— START OF RECORDED DATA —

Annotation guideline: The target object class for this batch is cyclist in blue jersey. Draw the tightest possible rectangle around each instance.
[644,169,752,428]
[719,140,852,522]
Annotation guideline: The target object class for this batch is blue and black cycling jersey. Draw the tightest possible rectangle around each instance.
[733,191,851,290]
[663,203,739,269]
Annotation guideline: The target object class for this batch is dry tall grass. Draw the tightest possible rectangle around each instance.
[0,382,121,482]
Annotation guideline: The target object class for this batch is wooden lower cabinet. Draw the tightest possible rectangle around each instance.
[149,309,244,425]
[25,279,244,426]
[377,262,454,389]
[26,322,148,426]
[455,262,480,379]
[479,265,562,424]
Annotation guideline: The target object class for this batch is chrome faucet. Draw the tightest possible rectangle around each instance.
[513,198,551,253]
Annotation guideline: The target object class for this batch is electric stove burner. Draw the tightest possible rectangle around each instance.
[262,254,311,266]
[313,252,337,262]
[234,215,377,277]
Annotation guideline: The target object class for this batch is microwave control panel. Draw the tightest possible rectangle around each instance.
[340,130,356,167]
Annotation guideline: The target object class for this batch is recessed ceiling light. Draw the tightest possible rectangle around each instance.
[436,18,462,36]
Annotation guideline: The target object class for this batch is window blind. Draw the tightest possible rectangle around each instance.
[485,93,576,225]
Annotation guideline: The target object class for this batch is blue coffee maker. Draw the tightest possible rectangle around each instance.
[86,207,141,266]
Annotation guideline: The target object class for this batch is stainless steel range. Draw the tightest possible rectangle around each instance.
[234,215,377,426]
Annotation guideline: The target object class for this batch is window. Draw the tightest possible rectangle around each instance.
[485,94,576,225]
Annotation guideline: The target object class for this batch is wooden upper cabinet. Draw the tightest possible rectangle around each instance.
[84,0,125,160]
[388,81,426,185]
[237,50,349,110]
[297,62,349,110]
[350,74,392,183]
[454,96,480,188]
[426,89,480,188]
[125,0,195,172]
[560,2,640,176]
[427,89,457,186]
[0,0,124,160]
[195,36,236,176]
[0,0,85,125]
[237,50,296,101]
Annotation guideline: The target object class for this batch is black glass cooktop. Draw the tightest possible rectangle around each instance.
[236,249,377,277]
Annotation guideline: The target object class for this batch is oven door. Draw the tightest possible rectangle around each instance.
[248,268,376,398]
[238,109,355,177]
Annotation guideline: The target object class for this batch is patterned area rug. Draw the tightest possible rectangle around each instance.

— END OF RECORDED DATA —

EXERCISE DIRECTIONS —
Report how many of the lines above contain the word "wooden". Give only the number.

RESPONSE TO THIS EXERCISE —
2